VORLIEGENDER TEXT:

Ich finde es prinzipiell sehr gut, dass dieses Thema nun endlich auch von den Medien aufgegriffen wird, würde mir aber noch mehr Unterstützung in den Medien wünschen.
Wir Tagesmütter haben offensichtlich immer noch keine nennenswerte Lobby, denn bei den bisherigen Überlegungen und Entscheidungen in der Politik und größtenteils auch den Berichten in den Medien wurden zwar die Interessen der Eltern berücksichtigt, die Belange der Tagesmütter selbst aber völlig außen vor gelassen. Die Situation der Tagesmütter wird sich durch die vorgesehene neue Gesetzgebung sogar erheblich verschlechtern, sodass viele erfahrene Tagesmütter vor dem Aus stehen, weil ihre Arbeit quasi zum Zuschussgeschäft wird.

BEREITGESTELLTES MATERIAL:
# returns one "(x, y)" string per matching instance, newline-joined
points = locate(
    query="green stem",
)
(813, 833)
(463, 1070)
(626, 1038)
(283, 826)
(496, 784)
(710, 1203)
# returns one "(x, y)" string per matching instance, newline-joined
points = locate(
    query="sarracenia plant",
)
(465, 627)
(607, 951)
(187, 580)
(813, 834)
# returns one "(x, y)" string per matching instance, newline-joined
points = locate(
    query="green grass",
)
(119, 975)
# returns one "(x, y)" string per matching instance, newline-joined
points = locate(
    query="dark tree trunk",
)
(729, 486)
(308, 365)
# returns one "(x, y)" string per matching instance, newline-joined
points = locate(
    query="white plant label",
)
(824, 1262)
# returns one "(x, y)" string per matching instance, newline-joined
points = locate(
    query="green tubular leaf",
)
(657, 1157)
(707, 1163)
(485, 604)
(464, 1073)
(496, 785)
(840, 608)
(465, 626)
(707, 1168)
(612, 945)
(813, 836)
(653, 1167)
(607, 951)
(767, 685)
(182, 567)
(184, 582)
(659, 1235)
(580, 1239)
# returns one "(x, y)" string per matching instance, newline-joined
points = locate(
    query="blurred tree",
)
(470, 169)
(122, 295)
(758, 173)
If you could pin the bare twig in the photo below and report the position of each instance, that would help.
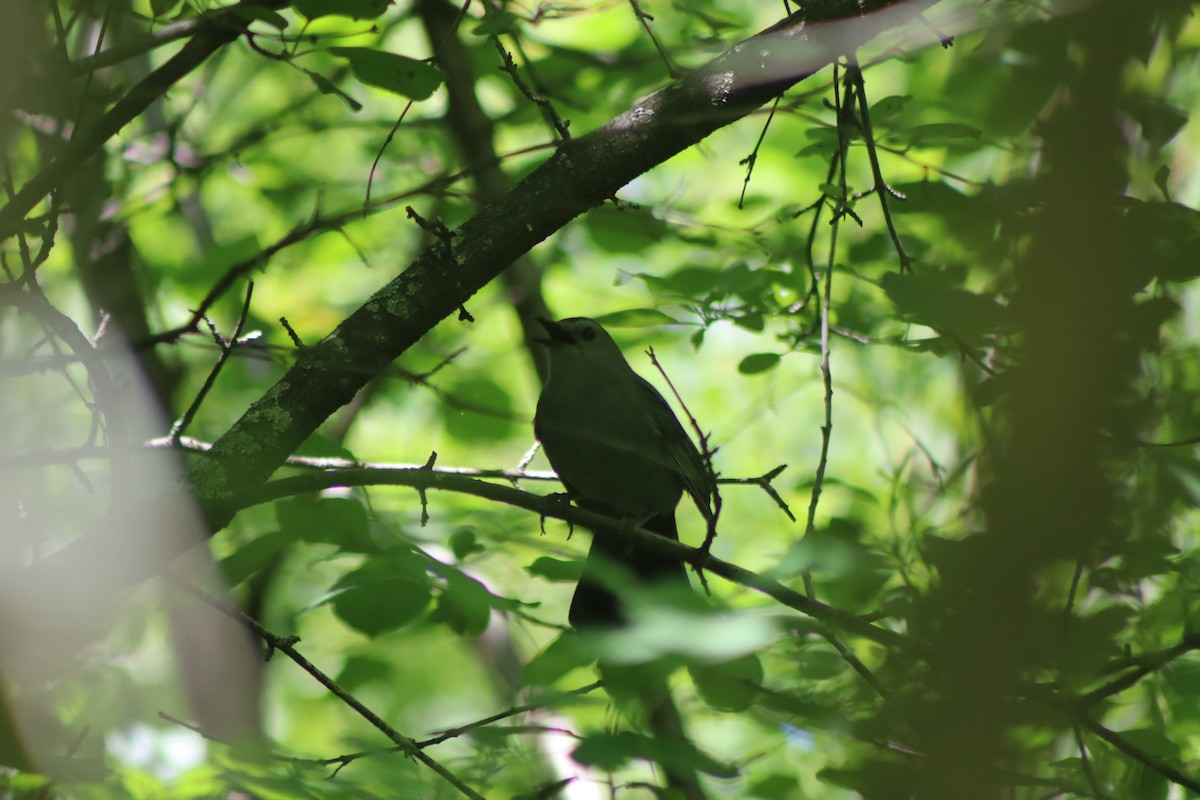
(287, 647)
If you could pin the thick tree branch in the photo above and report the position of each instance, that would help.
(219, 31)
(579, 176)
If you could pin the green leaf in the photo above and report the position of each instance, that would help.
(251, 557)
(757, 362)
(888, 107)
(933, 301)
(363, 669)
(331, 521)
(624, 229)
(465, 606)
(730, 686)
(395, 73)
(636, 318)
(558, 570)
(561, 656)
(658, 631)
(775, 786)
(327, 86)
(384, 594)
(610, 751)
(352, 8)
(496, 23)
(160, 7)
(465, 543)
(259, 13)
(480, 410)
(942, 133)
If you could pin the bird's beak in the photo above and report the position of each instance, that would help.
(558, 334)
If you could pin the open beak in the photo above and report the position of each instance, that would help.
(558, 334)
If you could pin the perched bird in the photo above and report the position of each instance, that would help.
(619, 450)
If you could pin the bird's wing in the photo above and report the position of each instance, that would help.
(678, 449)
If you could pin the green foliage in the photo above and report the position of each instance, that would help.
(989, 578)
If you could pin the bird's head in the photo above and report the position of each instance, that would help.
(580, 341)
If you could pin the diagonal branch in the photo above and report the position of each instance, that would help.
(580, 175)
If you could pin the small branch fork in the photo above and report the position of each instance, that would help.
(287, 647)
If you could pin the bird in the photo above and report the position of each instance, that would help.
(618, 450)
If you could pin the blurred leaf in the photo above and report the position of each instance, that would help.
(757, 362)
(610, 751)
(730, 686)
(334, 521)
(558, 570)
(888, 107)
(481, 409)
(625, 229)
(363, 669)
(561, 656)
(1159, 120)
(497, 23)
(253, 555)
(465, 606)
(941, 133)
(636, 318)
(465, 543)
(395, 73)
(384, 594)
(931, 301)
(259, 13)
(352, 8)
(327, 86)
(160, 7)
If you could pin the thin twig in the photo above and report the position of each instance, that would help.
(287, 647)
(227, 348)
(855, 78)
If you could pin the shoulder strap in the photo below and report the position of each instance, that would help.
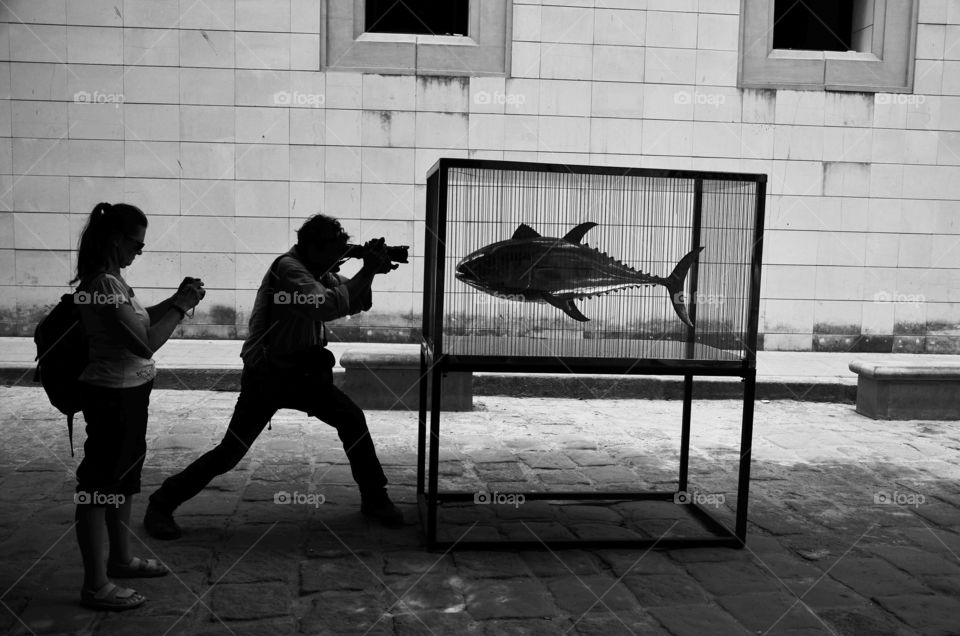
(274, 273)
(70, 431)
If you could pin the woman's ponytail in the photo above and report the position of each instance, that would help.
(95, 249)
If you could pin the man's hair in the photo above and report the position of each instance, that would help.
(318, 229)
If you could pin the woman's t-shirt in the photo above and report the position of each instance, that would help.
(111, 363)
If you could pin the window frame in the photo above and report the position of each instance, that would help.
(485, 50)
(887, 67)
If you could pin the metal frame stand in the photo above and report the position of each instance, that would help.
(430, 498)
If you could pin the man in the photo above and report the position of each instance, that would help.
(286, 366)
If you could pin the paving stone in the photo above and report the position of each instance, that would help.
(537, 531)
(927, 613)
(786, 566)
(520, 598)
(770, 612)
(660, 590)
(580, 513)
(578, 595)
(250, 601)
(348, 613)
(428, 592)
(503, 471)
(131, 624)
(917, 562)
(484, 564)
(823, 592)
(724, 579)
(561, 478)
(436, 622)
(547, 460)
(590, 458)
(639, 561)
(549, 563)
(342, 573)
(605, 623)
(57, 614)
(696, 620)
(857, 622)
(949, 585)
(604, 532)
(547, 626)
(873, 577)
(407, 562)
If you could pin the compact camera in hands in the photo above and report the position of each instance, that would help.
(396, 253)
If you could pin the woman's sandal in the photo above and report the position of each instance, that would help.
(137, 569)
(111, 597)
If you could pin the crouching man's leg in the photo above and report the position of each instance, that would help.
(336, 409)
(253, 410)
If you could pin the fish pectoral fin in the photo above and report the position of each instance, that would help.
(524, 231)
(576, 234)
(566, 306)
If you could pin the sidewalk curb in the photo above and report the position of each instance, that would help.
(524, 385)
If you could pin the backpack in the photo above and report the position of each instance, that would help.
(62, 356)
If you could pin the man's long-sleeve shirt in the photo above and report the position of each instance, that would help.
(290, 309)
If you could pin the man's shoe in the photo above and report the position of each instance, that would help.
(383, 510)
(160, 524)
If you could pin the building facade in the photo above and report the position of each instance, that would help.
(230, 121)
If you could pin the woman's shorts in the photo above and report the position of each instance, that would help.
(116, 440)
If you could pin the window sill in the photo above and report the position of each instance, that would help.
(412, 38)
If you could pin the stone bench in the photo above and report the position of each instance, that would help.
(379, 379)
(908, 391)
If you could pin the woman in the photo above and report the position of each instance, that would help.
(123, 336)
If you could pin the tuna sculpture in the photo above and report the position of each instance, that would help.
(533, 268)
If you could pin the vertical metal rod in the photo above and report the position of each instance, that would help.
(422, 421)
(746, 447)
(436, 380)
(685, 431)
(694, 275)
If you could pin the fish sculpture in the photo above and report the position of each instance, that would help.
(533, 268)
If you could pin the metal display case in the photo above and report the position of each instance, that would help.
(543, 268)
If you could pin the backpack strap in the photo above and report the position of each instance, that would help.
(70, 432)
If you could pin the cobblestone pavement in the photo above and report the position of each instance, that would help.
(854, 525)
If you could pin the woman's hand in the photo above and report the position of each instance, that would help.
(189, 295)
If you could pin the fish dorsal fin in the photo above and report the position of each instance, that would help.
(524, 231)
(576, 234)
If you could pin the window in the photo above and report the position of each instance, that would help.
(426, 17)
(813, 25)
(429, 37)
(842, 45)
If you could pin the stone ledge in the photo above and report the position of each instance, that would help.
(895, 391)
(391, 380)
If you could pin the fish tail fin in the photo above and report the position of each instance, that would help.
(676, 282)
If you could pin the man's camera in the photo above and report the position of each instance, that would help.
(397, 253)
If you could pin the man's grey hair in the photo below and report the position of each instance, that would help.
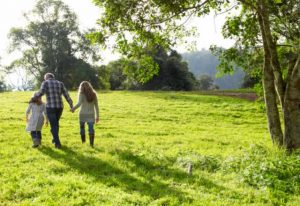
(49, 76)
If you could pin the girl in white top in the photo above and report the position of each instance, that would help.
(89, 111)
(35, 116)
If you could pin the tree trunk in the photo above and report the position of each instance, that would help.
(289, 95)
(263, 12)
(291, 109)
(270, 93)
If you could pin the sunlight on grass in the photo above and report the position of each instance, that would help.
(144, 144)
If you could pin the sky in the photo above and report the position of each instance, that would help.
(11, 16)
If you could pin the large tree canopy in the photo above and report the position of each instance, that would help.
(52, 42)
(260, 28)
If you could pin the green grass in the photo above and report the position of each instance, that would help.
(144, 143)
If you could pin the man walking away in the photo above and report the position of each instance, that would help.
(54, 90)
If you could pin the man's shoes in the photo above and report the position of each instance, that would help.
(58, 146)
(35, 145)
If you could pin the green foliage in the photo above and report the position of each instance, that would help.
(51, 42)
(173, 73)
(143, 144)
(274, 170)
(2, 86)
(205, 82)
(204, 62)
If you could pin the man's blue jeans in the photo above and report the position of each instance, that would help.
(90, 125)
(54, 115)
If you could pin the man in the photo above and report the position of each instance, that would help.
(54, 89)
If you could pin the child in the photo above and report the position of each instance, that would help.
(35, 119)
(89, 111)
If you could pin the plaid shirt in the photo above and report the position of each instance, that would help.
(53, 90)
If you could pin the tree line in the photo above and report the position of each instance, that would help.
(267, 47)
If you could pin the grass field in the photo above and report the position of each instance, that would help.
(144, 144)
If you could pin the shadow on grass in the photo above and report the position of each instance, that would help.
(112, 176)
(145, 167)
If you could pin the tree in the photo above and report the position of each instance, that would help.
(173, 72)
(265, 23)
(52, 42)
(205, 82)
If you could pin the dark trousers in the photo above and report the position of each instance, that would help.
(90, 126)
(54, 115)
(36, 135)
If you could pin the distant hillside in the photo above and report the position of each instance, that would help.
(203, 62)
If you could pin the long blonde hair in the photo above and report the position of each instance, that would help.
(87, 89)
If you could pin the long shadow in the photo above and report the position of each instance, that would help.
(104, 172)
(140, 165)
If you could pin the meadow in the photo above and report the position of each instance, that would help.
(144, 143)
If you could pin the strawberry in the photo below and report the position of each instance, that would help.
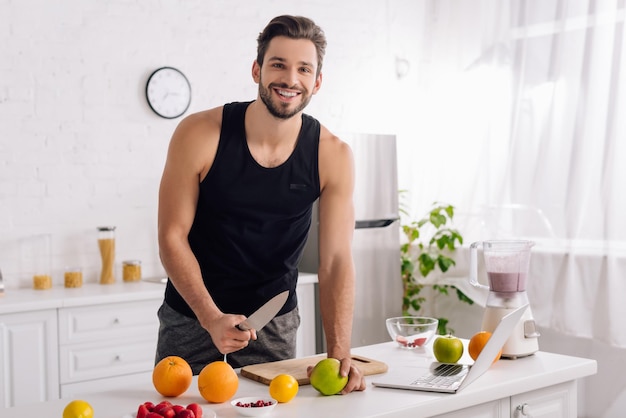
(142, 411)
(197, 409)
(167, 412)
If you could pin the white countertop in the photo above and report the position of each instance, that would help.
(24, 300)
(505, 378)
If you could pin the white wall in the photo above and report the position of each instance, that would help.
(79, 146)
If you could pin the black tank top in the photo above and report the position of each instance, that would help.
(252, 222)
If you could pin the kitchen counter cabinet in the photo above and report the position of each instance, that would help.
(77, 340)
(546, 382)
(28, 357)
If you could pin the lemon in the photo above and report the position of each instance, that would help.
(78, 409)
(283, 388)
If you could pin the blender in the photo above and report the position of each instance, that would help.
(506, 263)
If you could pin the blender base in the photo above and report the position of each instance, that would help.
(523, 341)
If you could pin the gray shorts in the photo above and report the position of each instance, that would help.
(182, 336)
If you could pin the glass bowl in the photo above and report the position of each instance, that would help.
(412, 331)
(244, 406)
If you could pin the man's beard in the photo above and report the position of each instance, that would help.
(281, 110)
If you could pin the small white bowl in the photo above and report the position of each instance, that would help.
(411, 331)
(253, 411)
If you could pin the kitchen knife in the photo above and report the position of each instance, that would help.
(265, 313)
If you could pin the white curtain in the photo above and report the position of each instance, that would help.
(519, 120)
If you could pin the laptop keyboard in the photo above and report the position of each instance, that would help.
(444, 376)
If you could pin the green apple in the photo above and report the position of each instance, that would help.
(325, 377)
(447, 349)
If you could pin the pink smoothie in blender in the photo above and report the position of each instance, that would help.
(507, 264)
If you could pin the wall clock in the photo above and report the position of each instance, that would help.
(168, 92)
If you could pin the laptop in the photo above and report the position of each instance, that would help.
(451, 378)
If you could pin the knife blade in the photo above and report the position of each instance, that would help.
(265, 313)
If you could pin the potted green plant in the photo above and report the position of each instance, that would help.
(428, 247)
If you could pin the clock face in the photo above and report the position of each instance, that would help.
(168, 92)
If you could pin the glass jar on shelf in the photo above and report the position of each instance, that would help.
(131, 270)
(106, 243)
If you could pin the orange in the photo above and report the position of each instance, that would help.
(217, 382)
(78, 409)
(477, 343)
(172, 376)
(283, 388)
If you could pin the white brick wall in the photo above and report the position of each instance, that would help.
(79, 146)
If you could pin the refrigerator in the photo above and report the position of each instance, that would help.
(376, 243)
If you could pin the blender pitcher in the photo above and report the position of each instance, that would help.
(507, 263)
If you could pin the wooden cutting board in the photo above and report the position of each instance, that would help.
(265, 372)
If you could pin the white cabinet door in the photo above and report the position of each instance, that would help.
(557, 401)
(29, 370)
(495, 409)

AUFGABE:
Schreibe den Text über Tagesmütter von „Ich finde es“ bis einschließlich „zum Zuschussgeschäft wird.“ ab und tausche dabei „Politik“ gegen „Verwaltung“ aus. Das Material stammt aus einer anderen Quelle als der Text.

LÖSUNG:
Ich finde es prinzipiell sehr gut, dass dieses Thema nun endlich auch von den Medien aufgegriffen wird, würde mir aber noch mehr Unterstützung in den Medien wünschen.
Wir Tagesmütter haben offensichtlich immer noch keine nennenswerte Lobby, denn bei den bisherigen Überlegungen und Entscheidungen in der Verwaltung und größtenteils auch den Berichten in den Medien wurden zwar die Interessen der Eltern berücksichtigt, die Belange der Tagesmütter selbst aber völlig außen vor gelassen. Die Situation der Tagesmütter wird sich durch die vorgesehene neue Gesetzgebung sogar erheblich verschlechtern, sodass viele erfahrene Tagesmütter vor dem Aus stehen, weil ihre Arbeit quasi zum Zuschussgeschäft wird.